## Job:
Please copy out the items below from the line with "Greenhouse-scouting task: tag the concrete" up to and including the line with "point(130, 43)". Leave the pictures out of your answer.

## begin

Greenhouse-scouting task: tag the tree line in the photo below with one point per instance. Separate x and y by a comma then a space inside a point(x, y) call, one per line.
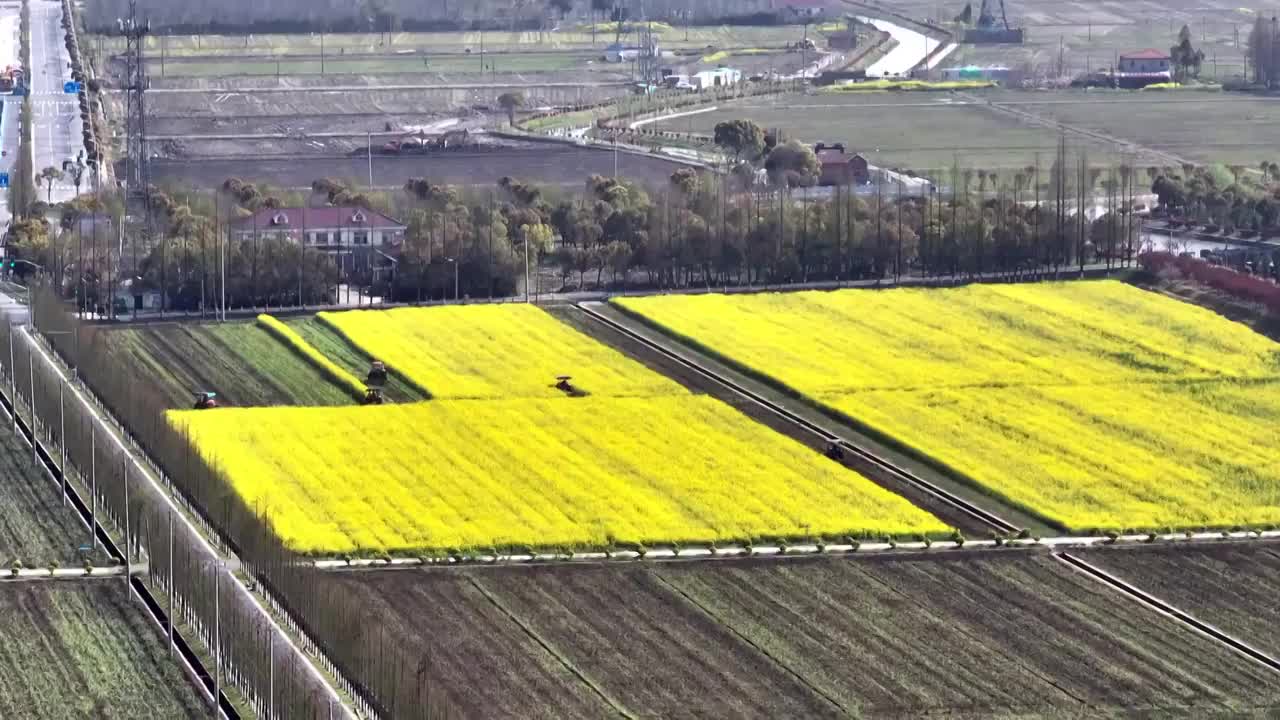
point(394, 16)
point(764, 220)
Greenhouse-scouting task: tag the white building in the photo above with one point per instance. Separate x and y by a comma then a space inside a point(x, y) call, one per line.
point(720, 77)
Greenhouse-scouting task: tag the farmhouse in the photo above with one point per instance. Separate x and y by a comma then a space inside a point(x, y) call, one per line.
point(352, 235)
point(1144, 62)
point(1143, 68)
point(840, 168)
point(799, 10)
point(720, 77)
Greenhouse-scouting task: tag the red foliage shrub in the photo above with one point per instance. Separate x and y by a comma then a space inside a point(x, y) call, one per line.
point(1237, 285)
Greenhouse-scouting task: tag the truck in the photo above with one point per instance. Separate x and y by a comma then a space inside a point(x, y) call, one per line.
point(10, 78)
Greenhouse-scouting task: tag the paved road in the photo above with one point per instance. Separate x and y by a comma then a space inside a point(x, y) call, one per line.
point(58, 131)
point(10, 109)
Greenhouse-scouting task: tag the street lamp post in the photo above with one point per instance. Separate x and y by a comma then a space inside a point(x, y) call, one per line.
point(455, 263)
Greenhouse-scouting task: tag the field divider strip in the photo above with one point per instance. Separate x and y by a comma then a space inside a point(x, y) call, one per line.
point(750, 643)
point(551, 650)
point(1169, 610)
point(935, 491)
point(720, 552)
point(192, 665)
point(202, 542)
point(297, 345)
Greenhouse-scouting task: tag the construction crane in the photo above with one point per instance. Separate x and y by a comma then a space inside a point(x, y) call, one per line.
point(988, 30)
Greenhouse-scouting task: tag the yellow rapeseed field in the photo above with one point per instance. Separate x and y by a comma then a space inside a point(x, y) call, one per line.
point(474, 474)
point(1093, 404)
point(494, 351)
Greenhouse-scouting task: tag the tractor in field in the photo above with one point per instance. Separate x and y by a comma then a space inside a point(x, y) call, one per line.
point(375, 381)
point(565, 383)
point(376, 374)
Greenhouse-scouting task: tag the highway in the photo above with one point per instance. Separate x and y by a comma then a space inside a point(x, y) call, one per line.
point(10, 106)
point(58, 131)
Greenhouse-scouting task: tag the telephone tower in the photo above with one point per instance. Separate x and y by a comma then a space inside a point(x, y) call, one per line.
point(136, 85)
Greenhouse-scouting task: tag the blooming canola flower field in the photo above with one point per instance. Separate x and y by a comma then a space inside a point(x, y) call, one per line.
point(499, 458)
point(1093, 404)
point(494, 351)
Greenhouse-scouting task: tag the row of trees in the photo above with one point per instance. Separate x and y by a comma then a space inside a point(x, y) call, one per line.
point(1230, 199)
point(764, 222)
point(182, 575)
point(1265, 50)
point(393, 16)
point(696, 229)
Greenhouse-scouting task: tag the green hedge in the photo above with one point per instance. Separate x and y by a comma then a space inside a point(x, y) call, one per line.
point(296, 342)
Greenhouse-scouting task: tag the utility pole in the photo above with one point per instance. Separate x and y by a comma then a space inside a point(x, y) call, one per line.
point(62, 433)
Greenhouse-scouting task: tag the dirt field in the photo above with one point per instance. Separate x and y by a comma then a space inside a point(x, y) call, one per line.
point(35, 527)
point(549, 164)
point(83, 650)
point(1203, 127)
point(1091, 35)
point(997, 636)
point(353, 44)
point(1232, 587)
point(242, 363)
point(917, 131)
point(1006, 128)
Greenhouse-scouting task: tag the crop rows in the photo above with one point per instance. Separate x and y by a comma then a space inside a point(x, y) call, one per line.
point(1006, 636)
point(82, 650)
point(1095, 405)
point(624, 456)
point(535, 473)
point(1233, 587)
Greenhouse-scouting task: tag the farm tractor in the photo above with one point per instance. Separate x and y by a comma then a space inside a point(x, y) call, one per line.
point(375, 382)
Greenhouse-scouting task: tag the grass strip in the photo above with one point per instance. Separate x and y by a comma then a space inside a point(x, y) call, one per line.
point(310, 354)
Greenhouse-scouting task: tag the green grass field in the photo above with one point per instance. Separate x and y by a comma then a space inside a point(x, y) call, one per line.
point(931, 131)
point(1205, 127)
point(35, 527)
point(83, 650)
point(241, 361)
point(350, 358)
point(917, 131)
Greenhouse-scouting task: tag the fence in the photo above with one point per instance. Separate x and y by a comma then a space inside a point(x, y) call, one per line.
point(274, 679)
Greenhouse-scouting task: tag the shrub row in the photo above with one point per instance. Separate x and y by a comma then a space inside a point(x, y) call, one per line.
point(1237, 285)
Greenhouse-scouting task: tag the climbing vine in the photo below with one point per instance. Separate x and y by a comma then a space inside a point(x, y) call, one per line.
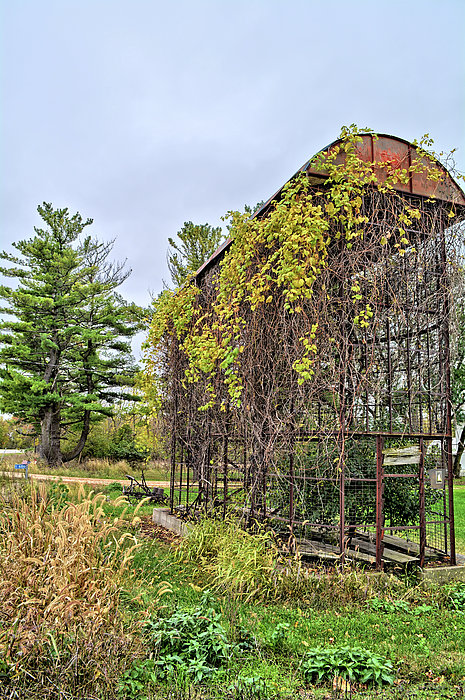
point(280, 260)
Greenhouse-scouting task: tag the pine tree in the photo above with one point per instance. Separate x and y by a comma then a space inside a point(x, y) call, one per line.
point(64, 348)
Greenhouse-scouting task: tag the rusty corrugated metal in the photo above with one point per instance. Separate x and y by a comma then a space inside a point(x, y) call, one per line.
point(373, 148)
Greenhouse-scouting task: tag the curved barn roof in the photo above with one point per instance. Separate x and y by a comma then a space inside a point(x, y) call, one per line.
point(375, 148)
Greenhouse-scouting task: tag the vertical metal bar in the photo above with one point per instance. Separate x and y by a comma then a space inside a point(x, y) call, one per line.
point(445, 513)
point(225, 471)
point(291, 476)
point(291, 489)
point(173, 465)
point(421, 485)
point(388, 335)
point(450, 485)
point(187, 483)
point(379, 503)
point(342, 515)
point(181, 462)
point(448, 397)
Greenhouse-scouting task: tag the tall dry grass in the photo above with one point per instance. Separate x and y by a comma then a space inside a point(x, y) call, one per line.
point(61, 573)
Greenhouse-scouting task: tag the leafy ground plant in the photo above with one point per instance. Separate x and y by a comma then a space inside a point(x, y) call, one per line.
point(351, 663)
point(192, 641)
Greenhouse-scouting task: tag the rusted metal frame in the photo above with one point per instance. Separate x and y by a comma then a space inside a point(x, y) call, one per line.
point(450, 484)
point(225, 470)
point(291, 489)
point(421, 488)
point(181, 462)
point(342, 523)
point(173, 453)
point(315, 435)
point(379, 503)
point(409, 367)
point(188, 465)
point(428, 360)
point(417, 297)
point(389, 368)
point(412, 527)
point(448, 397)
point(444, 496)
point(291, 476)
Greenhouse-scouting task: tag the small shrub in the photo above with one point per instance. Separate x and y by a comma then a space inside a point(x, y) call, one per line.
point(455, 596)
point(192, 641)
point(353, 664)
point(249, 688)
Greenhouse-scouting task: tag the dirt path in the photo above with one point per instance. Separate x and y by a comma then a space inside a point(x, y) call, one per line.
point(83, 480)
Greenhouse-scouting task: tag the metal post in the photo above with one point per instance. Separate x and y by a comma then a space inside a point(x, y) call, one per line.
point(450, 485)
point(379, 503)
point(421, 481)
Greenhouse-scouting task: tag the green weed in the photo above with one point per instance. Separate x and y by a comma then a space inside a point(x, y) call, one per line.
point(350, 663)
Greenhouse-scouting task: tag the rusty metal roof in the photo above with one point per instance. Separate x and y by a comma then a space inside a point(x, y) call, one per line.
point(374, 148)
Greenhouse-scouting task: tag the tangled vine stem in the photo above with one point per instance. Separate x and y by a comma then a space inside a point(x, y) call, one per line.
point(327, 316)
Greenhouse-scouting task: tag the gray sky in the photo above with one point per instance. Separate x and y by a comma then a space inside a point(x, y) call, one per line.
point(145, 114)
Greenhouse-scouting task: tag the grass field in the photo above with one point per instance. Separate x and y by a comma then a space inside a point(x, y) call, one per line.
point(270, 622)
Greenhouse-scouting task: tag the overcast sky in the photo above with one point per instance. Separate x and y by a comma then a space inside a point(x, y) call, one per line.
point(144, 114)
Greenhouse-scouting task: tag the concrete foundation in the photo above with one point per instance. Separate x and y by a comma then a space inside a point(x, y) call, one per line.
point(444, 574)
point(163, 517)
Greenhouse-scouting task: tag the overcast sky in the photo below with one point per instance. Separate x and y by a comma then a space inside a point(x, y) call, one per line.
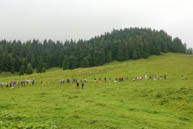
point(74, 19)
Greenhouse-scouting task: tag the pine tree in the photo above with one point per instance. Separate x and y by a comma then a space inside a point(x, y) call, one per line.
point(22, 70)
point(29, 69)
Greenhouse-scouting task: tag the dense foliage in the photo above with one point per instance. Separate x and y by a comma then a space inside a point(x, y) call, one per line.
point(130, 43)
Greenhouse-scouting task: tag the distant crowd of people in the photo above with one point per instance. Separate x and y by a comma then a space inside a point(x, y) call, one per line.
point(146, 77)
point(75, 81)
point(82, 82)
point(13, 83)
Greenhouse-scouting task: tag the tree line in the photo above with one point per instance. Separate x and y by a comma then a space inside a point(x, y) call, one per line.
point(120, 45)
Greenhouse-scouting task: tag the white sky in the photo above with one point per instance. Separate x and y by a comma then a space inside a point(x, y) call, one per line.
point(74, 19)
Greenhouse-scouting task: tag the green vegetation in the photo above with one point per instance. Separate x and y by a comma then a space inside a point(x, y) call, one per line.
point(142, 104)
point(120, 45)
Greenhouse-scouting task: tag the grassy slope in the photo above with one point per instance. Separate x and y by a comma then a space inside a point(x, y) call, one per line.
point(161, 104)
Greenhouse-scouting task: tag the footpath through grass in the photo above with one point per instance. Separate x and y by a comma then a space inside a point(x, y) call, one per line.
point(142, 104)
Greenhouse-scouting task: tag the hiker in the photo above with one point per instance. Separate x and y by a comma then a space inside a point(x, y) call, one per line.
point(68, 80)
point(105, 79)
point(32, 82)
point(145, 77)
point(85, 81)
point(77, 84)
point(7, 84)
point(82, 85)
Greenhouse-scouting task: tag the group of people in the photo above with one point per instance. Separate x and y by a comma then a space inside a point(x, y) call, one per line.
point(82, 82)
point(13, 83)
point(146, 77)
point(117, 79)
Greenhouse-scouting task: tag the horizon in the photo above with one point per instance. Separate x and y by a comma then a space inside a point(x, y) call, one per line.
point(66, 20)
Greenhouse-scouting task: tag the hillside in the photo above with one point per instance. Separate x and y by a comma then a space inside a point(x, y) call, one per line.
point(118, 45)
point(141, 104)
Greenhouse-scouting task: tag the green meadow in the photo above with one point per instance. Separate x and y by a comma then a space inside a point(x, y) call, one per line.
point(141, 104)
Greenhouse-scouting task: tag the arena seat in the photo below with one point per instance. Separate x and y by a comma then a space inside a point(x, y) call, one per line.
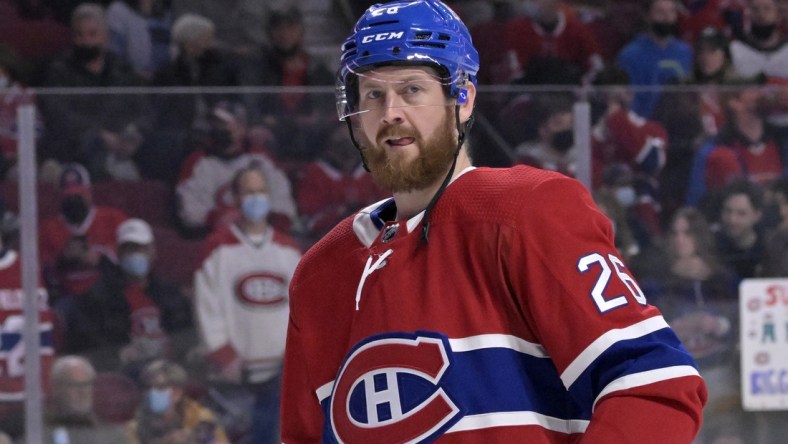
point(150, 200)
point(176, 258)
point(115, 397)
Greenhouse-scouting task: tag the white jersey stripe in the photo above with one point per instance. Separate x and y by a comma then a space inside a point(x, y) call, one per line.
point(497, 341)
point(645, 378)
point(501, 419)
point(602, 343)
point(324, 391)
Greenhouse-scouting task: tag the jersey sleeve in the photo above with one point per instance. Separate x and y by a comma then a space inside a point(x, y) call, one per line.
point(208, 294)
point(302, 418)
point(615, 354)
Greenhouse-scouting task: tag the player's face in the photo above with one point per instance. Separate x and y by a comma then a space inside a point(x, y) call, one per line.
point(739, 216)
point(407, 132)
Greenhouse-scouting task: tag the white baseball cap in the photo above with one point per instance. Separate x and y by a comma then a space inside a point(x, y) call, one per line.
point(135, 230)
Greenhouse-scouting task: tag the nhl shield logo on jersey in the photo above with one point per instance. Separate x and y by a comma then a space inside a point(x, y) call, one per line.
point(389, 389)
point(261, 289)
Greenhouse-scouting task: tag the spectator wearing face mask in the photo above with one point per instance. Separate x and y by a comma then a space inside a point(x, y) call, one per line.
point(285, 62)
point(168, 415)
point(73, 241)
point(764, 48)
point(554, 148)
point(131, 316)
point(656, 57)
point(102, 131)
point(242, 303)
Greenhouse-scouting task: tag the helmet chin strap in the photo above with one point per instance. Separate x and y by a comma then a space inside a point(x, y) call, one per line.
point(425, 227)
point(355, 143)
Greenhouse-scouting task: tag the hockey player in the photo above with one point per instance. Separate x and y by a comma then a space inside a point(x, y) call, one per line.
point(478, 304)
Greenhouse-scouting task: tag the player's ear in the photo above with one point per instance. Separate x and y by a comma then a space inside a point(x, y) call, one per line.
point(466, 99)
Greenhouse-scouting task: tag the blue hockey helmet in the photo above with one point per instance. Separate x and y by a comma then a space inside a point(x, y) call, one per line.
point(421, 32)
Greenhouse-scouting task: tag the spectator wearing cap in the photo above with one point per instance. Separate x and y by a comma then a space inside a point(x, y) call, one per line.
point(205, 199)
point(73, 241)
point(131, 317)
point(101, 131)
point(285, 62)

## end

## Reply to the task:
Greenhouse-scouting task: tag the concrete foundation in the photo above with one point per instance. Separate x and y by a comma then a space inside a point(x, y) call, one per line.
point(444, 574)
point(163, 517)
Greenhouse-scouting task: tag the overcast sky in the photo below with one point per instance. Separate x and y by a comma then a space inside a point(x, y) call, one per line.
point(74, 19)
Greenhouse-scouting task: tag the pine tree in the photo above with one point per instance. Separate x and y by a comma then a space inside a point(x, y) call, one per line.
point(22, 70)
point(29, 69)
Greenhouse-scouting task: tag the dense foliage in the photo above with one point per instance. Separate x and y by a comma then a space inside a point(x, y) call, one per line.
point(130, 43)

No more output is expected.